* [EXERCISE INPUT]:
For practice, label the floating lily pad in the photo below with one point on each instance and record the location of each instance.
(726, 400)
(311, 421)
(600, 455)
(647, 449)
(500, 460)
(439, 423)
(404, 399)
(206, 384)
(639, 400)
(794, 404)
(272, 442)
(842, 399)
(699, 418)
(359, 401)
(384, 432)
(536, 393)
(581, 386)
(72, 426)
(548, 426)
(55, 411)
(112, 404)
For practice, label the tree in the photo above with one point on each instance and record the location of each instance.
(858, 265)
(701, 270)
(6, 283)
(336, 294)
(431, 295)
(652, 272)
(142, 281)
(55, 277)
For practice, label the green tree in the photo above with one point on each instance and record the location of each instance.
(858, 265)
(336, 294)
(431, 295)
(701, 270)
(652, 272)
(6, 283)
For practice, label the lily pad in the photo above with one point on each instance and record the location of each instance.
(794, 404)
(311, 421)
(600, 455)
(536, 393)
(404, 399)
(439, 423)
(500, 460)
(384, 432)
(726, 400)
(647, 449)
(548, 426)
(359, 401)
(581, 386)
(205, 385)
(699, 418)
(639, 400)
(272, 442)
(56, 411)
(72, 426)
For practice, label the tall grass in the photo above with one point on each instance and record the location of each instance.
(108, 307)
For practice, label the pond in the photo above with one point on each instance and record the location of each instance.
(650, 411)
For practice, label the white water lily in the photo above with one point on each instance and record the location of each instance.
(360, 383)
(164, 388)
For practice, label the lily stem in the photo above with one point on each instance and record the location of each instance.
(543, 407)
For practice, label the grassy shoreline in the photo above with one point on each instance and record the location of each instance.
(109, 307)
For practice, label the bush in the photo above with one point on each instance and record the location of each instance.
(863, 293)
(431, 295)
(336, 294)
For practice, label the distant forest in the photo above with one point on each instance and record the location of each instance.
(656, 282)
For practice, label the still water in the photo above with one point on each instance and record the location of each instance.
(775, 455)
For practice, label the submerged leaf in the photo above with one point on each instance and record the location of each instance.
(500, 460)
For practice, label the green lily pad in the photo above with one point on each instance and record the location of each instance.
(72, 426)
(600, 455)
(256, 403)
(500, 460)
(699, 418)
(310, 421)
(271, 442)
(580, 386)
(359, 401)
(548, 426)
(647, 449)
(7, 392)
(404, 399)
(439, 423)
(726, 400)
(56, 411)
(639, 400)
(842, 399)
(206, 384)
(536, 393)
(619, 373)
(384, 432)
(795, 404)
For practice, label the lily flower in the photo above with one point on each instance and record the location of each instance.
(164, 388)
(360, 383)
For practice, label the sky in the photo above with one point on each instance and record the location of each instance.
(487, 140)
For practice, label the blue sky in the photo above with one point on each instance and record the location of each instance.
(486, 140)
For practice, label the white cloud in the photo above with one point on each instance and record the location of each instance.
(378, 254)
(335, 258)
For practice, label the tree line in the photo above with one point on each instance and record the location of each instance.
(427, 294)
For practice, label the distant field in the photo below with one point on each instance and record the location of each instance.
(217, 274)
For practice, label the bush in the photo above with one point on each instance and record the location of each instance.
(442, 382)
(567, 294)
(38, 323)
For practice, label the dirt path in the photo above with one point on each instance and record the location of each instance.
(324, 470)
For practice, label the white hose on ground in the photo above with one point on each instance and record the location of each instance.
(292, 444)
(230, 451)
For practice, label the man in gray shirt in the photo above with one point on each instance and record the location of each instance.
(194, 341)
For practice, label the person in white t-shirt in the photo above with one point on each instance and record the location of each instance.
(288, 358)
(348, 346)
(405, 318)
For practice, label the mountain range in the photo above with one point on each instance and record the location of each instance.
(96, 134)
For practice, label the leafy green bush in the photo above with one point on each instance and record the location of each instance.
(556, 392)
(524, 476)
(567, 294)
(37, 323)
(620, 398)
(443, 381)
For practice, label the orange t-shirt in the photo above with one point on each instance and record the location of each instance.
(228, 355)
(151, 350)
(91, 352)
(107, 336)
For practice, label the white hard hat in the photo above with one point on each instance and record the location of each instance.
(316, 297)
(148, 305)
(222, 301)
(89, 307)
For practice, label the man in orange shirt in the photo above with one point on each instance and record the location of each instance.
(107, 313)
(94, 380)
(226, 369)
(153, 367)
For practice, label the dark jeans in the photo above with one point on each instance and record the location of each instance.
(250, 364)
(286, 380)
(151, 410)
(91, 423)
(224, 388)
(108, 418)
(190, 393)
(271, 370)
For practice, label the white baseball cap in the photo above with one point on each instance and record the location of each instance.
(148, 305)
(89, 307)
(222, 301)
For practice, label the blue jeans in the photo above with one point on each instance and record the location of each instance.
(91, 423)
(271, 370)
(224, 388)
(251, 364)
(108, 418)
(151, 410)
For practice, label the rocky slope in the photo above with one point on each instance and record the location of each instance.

* [PROBLEM DETAILS]:
Print the listing above in full, exactly as it is.

* [FINISHED EXERCISE]:
For practice, label the floating lily pad in the photo below with one point on each instance and record the location of each instance.
(726, 400)
(311, 421)
(600, 455)
(647, 449)
(500, 460)
(439, 423)
(404, 399)
(206, 384)
(639, 400)
(794, 404)
(272, 442)
(842, 399)
(699, 418)
(359, 401)
(384, 432)
(536, 393)
(581, 386)
(72, 426)
(548, 426)
(55, 411)
(112, 404)
For practice, label the tree in the photo above with one point on each instance and record the location of each instance.
(858, 265)
(701, 270)
(6, 283)
(336, 294)
(431, 295)
(652, 272)
(142, 281)
(55, 277)
For practice, label the green tree in the photo above with one point on each instance and record the location of each instance.
(858, 265)
(336, 294)
(431, 295)
(701, 270)
(652, 272)
(6, 283)
For practice, label the lily pad in the photo above with one point on each instance and record the location of each instance.
(794, 404)
(311, 421)
(600, 455)
(536, 393)
(404, 399)
(439, 423)
(500, 460)
(384, 432)
(726, 400)
(647, 449)
(548, 426)
(359, 401)
(581, 386)
(205, 385)
(699, 418)
(639, 400)
(272, 442)
(56, 411)
(72, 426)
For practice, label the tall grass in the photo above with one point on each instance and record the location of each instance.
(108, 307)
For practice, label the pond in the photo above with one point on each instance and record the location of each instance.
(650, 411)
For practice, label the white water lily in the photo above with one point on each instance and record the location of each instance.
(360, 383)
(164, 388)
For practice, label the lily stem in the photo above with one point on each instance and record the location of each instance.
(543, 407)
For practice, label the grassy shoreline in the photo above with one point on each instance and record the location of each instance.
(109, 307)
For practice, label the bush in the photo above with one point on each instance and record the location of each instance.
(863, 293)
(431, 295)
(336, 294)
For practice, label the distant forest in the photo above with one point on each instance and record the location of each instance.
(656, 282)
For practice, label the still water in the photo above with one point on each instance and record the location of each instance.
(775, 455)
For practice, label the submerged leaf in the photo above with one point on each instance and record the location of each instance.
(500, 460)
For practice, label the green lily pad in the photo above with one point on each instance and record the location of each instance.
(72, 426)
(600, 455)
(256, 403)
(500, 460)
(699, 418)
(310, 421)
(271, 442)
(580, 386)
(359, 401)
(548, 426)
(647, 449)
(7, 392)
(404, 399)
(439, 423)
(726, 400)
(56, 411)
(639, 400)
(842, 399)
(206, 384)
(536, 393)
(619, 373)
(384, 432)
(795, 404)
For practice, label the lily flower in the photo above with one point on each instance and record the location of each instance.
(164, 388)
(360, 383)
For practice, label the sky in the photo above with one point on each instance and record the location of each instance.
(487, 140)
For practice, label the blue sky in the photo above with one point on each instance and record the location of each instance.
(486, 140)
For practice, label the white cloud in the photo above with one point on each instance and record the location of each instance.
(378, 254)
(335, 258)
For practice, label the tree line in the photo above with one point on each instance and record the location of each instance.
(427, 294)
For practice, label the distant field in the photo below with one point on each instance and record the location of each instance.
(217, 274)
For practice, label the bush in the photo above with one point on each instance and record the location of each instance.
(442, 382)
(567, 294)
(38, 323)
For practice, label the dirt path in the photo above with one point on each instance and record the location of each instance.
(324, 470)
For practice, label the white hose on ground in the photo above with one point on each instance and record the location of each instance.
(292, 444)
(230, 451)
For practice, label the man in gray shirt in the photo above with one point on each instance and record the location of each instance.
(194, 341)
For practice, label the person in white t-shirt in the photo above with one point on each instance and record the location of each instance.
(288, 358)
(348, 346)
(405, 318)
For practice, label the mountain range in the photo above with one point on each instance and record the location of each instance.
(96, 134)
For practice, label the leafy green bush in the photo above with one point on each instance and record the location of each instance.
(556, 392)
(524, 476)
(567, 294)
(37, 323)
(620, 398)
(443, 381)
For practice, label the orange t-shirt in the photo above with one point on each instance and record the location of each instance.
(228, 355)
(151, 350)
(91, 352)
(107, 336)
For practice, label the white hard hat in the photo above with one point on each instance and record the location of each instance.
(316, 297)
(148, 305)
(222, 301)
(89, 307)
For practice, label the man in orange shirt in the photo above with one point on each instance and record the location of each instance.
(107, 313)
(94, 380)
(226, 369)
(153, 367)
For practice, label the dark jeans in the photo above with one point on each instance and record the location of each instance.
(250, 364)
(286, 380)
(151, 410)
(91, 423)
(224, 388)
(108, 418)
(190, 393)
(271, 370)
For practice, label the white baseball cap in the photo above with one point on each instance and record the location of each instance.
(148, 305)
(89, 307)
(222, 301)
For practice, label the blue jeans in the photo above with one point on each instance and record the location of each instance.
(91, 423)
(271, 370)
(224, 388)
(251, 364)
(108, 418)
(151, 410)
For practice, label the rocky slope in the photo above with one point on each instance and record the location of each instance.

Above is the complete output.